TASK: Down to the final line, print the records again exactly.

*** DATA UNDER STUDY ***

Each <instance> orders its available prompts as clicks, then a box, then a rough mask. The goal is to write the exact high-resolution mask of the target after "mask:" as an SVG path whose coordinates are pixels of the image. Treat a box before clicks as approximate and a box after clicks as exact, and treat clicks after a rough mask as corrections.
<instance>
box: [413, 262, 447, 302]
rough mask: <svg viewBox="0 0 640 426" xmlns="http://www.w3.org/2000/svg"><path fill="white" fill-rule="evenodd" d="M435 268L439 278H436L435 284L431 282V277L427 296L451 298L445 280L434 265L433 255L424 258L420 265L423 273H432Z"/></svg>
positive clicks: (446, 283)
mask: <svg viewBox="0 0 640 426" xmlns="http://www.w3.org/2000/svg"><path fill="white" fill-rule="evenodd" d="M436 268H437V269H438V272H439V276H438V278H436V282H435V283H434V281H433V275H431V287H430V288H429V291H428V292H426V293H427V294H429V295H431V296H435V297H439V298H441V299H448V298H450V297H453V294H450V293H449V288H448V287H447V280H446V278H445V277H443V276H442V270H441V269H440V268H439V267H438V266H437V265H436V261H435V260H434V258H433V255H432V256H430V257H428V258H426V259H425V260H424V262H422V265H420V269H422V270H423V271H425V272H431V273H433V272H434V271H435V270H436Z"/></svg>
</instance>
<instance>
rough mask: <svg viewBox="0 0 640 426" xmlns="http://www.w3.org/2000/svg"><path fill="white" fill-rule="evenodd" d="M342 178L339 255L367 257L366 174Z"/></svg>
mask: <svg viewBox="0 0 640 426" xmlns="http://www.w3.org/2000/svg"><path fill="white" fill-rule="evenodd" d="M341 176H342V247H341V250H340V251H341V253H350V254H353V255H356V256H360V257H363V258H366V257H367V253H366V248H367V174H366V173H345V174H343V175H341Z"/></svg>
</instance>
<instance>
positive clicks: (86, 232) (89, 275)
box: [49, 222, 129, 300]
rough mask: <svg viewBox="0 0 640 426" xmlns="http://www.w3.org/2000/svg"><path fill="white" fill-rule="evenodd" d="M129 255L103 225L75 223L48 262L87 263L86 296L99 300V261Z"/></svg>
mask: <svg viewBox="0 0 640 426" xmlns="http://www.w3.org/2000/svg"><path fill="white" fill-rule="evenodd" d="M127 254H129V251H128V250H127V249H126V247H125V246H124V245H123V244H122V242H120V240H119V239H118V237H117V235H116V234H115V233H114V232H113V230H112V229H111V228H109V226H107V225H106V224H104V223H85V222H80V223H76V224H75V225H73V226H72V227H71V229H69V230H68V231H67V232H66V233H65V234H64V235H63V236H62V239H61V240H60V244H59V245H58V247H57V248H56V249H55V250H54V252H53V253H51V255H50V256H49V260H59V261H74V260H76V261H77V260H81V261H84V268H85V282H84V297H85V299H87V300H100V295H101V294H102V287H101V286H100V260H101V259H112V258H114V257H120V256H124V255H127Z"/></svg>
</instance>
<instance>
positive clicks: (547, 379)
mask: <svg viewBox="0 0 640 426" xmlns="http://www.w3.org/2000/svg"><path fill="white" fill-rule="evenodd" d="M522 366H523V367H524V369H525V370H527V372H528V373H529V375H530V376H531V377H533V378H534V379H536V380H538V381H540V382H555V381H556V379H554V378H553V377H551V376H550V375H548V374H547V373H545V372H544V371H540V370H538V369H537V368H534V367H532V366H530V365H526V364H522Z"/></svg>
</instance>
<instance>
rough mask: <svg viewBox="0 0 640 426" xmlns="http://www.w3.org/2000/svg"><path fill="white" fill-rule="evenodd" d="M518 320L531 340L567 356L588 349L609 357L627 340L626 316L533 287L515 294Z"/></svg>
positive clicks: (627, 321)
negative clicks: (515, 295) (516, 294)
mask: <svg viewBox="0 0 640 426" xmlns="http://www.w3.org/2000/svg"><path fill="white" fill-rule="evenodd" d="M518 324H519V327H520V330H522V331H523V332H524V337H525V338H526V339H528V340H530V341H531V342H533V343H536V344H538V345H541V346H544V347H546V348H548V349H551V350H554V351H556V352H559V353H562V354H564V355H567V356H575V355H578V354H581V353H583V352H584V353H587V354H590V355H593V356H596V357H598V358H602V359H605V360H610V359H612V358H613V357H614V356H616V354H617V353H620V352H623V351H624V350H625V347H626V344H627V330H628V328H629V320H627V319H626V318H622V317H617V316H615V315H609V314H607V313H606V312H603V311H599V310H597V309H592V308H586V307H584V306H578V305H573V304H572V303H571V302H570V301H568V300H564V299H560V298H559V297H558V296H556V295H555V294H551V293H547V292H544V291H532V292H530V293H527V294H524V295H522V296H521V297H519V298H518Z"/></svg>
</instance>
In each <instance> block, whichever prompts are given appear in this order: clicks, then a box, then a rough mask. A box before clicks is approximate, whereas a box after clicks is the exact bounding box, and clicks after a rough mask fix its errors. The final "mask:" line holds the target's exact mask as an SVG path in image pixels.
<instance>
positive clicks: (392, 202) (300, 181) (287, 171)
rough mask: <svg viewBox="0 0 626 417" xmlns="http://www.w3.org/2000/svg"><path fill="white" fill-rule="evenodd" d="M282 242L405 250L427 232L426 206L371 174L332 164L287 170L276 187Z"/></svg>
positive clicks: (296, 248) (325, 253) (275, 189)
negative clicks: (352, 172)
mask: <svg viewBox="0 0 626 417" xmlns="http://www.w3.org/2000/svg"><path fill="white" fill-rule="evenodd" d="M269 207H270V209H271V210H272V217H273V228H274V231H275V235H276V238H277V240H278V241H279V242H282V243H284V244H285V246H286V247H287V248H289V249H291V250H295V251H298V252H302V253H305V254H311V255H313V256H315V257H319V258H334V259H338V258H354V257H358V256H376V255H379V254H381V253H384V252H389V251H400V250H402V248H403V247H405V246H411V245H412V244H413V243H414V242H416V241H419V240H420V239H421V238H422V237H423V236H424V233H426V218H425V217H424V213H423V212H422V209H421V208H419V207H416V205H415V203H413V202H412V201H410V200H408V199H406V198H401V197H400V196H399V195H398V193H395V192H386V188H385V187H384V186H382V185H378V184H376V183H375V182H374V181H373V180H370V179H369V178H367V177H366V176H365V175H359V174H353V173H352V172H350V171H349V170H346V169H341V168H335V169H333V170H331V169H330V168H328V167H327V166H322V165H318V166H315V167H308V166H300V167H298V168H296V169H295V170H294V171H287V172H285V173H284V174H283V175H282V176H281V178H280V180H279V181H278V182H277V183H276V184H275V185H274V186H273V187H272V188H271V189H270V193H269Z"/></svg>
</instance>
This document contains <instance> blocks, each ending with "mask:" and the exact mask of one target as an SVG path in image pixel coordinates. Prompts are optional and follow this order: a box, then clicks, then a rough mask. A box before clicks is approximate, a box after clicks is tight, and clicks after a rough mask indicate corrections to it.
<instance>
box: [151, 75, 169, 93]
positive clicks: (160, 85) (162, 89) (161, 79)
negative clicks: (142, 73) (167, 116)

***

RESULT FOR THIS TASK:
Each <instance> orders its available prompts as clicks, then a box, then a rough mask. The goal is to write the exact high-resolution mask of the target after "mask:" as an SVG path whose coordinates are pixels of the image. Treat a box before clicks as approximate and a box after clicks as exact, and treat clicks after a rough mask as corrections.
<instance>
box: [413, 262, 447, 302]
rough mask: <svg viewBox="0 0 640 426" xmlns="http://www.w3.org/2000/svg"><path fill="white" fill-rule="evenodd" d="M435 268L439 278H436L435 284L431 282V277L427 296L451 298L445 280L434 265L433 255L424 258L420 265L423 273H432Z"/></svg>
positive clicks: (446, 283)
mask: <svg viewBox="0 0 640 426" xmlns="http://www.w3.org/2000/svg"><path fill="white" fill-rule="evenodd" d="M436 268H437V269H438V272H439V276H438V278H436V282H435V283H434V281H433V275H431V287H430V288H429V291H428V292H426V293H427V294H429V295H431V296H435V297H439V298H441V299H448V298H450V297H453V294H450V293H449V288H448V287H447V280H446V278H445V277H443V276H442V270H441V269H440V268H439V267H438V266H437V265H436V261H435V260H434V258H433V255H432V256H430V257H428V258H426V259H425V260H424V262H422V265H420V269H422V270H423V271H425V272H431V273H433V272H434V271H435V270H436Z"/></svg>
</instance>
<instance>
rough mask: <svg viewBox="0 0 640 426" xmlns="http://www.w3.org/2000/svg"><path fill="white" fill-rule="evenodd" d="M342 178L339 255L367 257L366 174Z"/></svg>
mask: <svg viewBox="0 0 640 426" xmlns="http://www.w3.org/2000/svg"><path fill="white" fill-rule="evenodd" d="M341 176H342V247H341V250H340V251H341V253H350V254H353V255H356V256H360V257H363V258H366V257H367V253H366V248H367V174H366V173H345V174H343V175H341Z"/></svg>
</instance>
<instance>
positive clicks: (86, 232) (89, 275)
box: [49, 222, 129, 300]
rough mask: <svg viewBox="0 0 640 426" xmlns="http://www.w3.org/2000/svg"><path fill="white" fill-rule="evenodd" d="M129 255L103 225L75 223L48 262L87 263L86 296L99 300V261Z"/></svg>
mask: <svg viewBox="0 0 640 426" xmlns="http://www.w3.org/2000/svg"><path fill="white" fill-rule="evenodd" d="M127 254H129V251H128V250H127V249H126V247H125V246H124V245H123V244H122V242H120V240H119V239H118V237H117V235H116V234H115V233H114V232H113V230H112V229H111V228H109V226H107V225H106V224H104V223H85V222H80V223H76V224H75V225H73V226H72V227H71V229H69V230H68V231H67V232H66V233H65V234H64V235H63V236H62V239H61V240H60V244H59V245H58V247H57V248H56V249H55V250H54V252H53V253H51V255H50V256H49V260H59V261H74V260H76V261H77V260H81V261H84V268H85V282H84V297H85V299H87V300H100V295H101V294H102V287H101V286H100V260H101V259H112V258H114V257H120V256H124V255H127Z"/></svg>
</instance>
<instance>
positive clicks: (547, 379)
mask: <svg viewBox="0 0 640 426" xmlns="http://www.w3.org/2000/svg"><path fill="white" fill-rule="evenodd" d="M522 366H523V367H524V369H525V370H527V372H528V373H529V375H530V376H531V377H533V378H534V379H536V380H538V381H540V382H555V381H556V379H554V378H553V377H551V376H550V375H548V374H547V373H545V372H544V371H540V370H538V369H537V368H534V367H532V366H530V365H526V364H522Z"/></svg>
</instance>
<instance>
rough mask: <svg viewBox="0 0 640 426" xmlns="http://www.w3.org/2000/svg"><path fill="white" fill-rule="evenodd" d="M518 320L531 340L567 356L588 349L609 357L627 340L626 316L533 287L515 294Z"/></svg>
positive clicks: (627, 321)
negative clicks: (515, 295) (516, 294)
mask: <svg viewBox="0 0 640 426" xmlns="http://www.w3.org/2000/svg"><path fill="white" fill-rule="evenodd" d="M518 324H519V327H520V330H522V331H523V332H524V337H525V338H526V339H528V340H530V341H531V342H533V343H536V344H538V345H541V346H544V347H546V348H548V349H551V350H554V351H556V352H559V353H562V354H564V355H567V356H575V355H578V354H581V353H583V352H584V353H587V354H590V355H593V356H596V357H598V358H602V359H605V360H610V359H612V358H613V357H614V356H616V354H617V353H620V352H623V351H624V350H625V347H626V344H627V330H628V328H629V320H627V319H626V318H622V317H617V316H615V315H609V314H607V313H606V312H603V311H599V310H597V309H592V308H586V307H584V306H578V305H573V304H572V303H571V302H570V301H568V300H564V299H560V298H559V297H558V296H556V295H555V294H551V293H547V292H544V291H532V292H530V293H527V294H524V295H522V296H521V297H519V298H518Z"/></svg>
</instance>
In each <instance> block, whichever prompts are given appear in this order: clicks, then a box, then a rough mask. A box before clicks is approximate, whereas a box after clicks is the exact bounding box, and clicks after a rough mask fix its errors. The final "mask:" line holds the target's exact mask as an SVG path in image pixels.
<instance>
positive clicks: (392, 202) (300, 181) (287, 171)
rough mask: <svg viewBox="0 0 626 417" xmlns="http://www.w3.org/2000/svg"><path fill="white" fill-rule="evenodd" d="M282 242L405 250L427 232L426 206L371 174L332 164L287 170L276 187Z"/></svg>
positive clicks: (296, 248) (325, 253) (275, 189)
negative clicks: (352, 172)
mask: <svg viewBox="0 0 626 417" xmlns="http://www.w3.org/2000/svg"><path fill="white" fill-rule="evenodd" d="M269 207H270V209H271V210H272V217H273V228H274V231H275V235H276V238H277V240H278V241H279V242H282V243H284V244H285V246H286V247H287V248H289V249H291V250H295V251H298V252H302V253H305V254H311V255H313V256H315V257H319V258H334V259H338V258H354V257H358V256H376V255H379V254H381V253H384V252H389V251H400V250H402V248H403V247H405V246H411V245H412V244H413V243H414V242H416V241H419V240H420V239H421V238H422V237H423V236H424V233H426V218H425V217H424V213H423V212H422V209H421V208H419V207H416V205H415V203H413V202H412V201H410V200H408V199H406V198H401V197H400V196H399V195H398V193H395V192H386V188H385V187H384V186H382V185H378V184H376V183H375V182H374V181H373V180H370V179H369V178H367V177H366V176H365V175H359V174H353V173H352V172H350V171H349V170H346V169H341V168H335V169H333V170H331V169H330V168H328V167H327V166H322V165H318V166H315V167H308V166H300V167H298V168H296V169H295V170H294V171H287V172H285V173H284V174H283V175H282V176H281V178H280V180H279V181H278V182H277V183H276V184H275V185H274V186H273V187H272V188H271V189H270V193H269Z"/></svg>
</instance>
This document contains <instance> blocks, each ending with "mask:" and the exact mask of one target as an SVG path in image pixel coordinates. Prompts are optional and follow this order: a box, then clicks, then a rough mask. A box before clicks is approximate, a box after clicks is tight, and clicks after a rough mask indicate corrections to it.
<instance>
box: [151, 75, 169, 93]
positive clicks: (160, 85) (162, 89) (161, 79)
negative clicks: (142, 73) (167, 116)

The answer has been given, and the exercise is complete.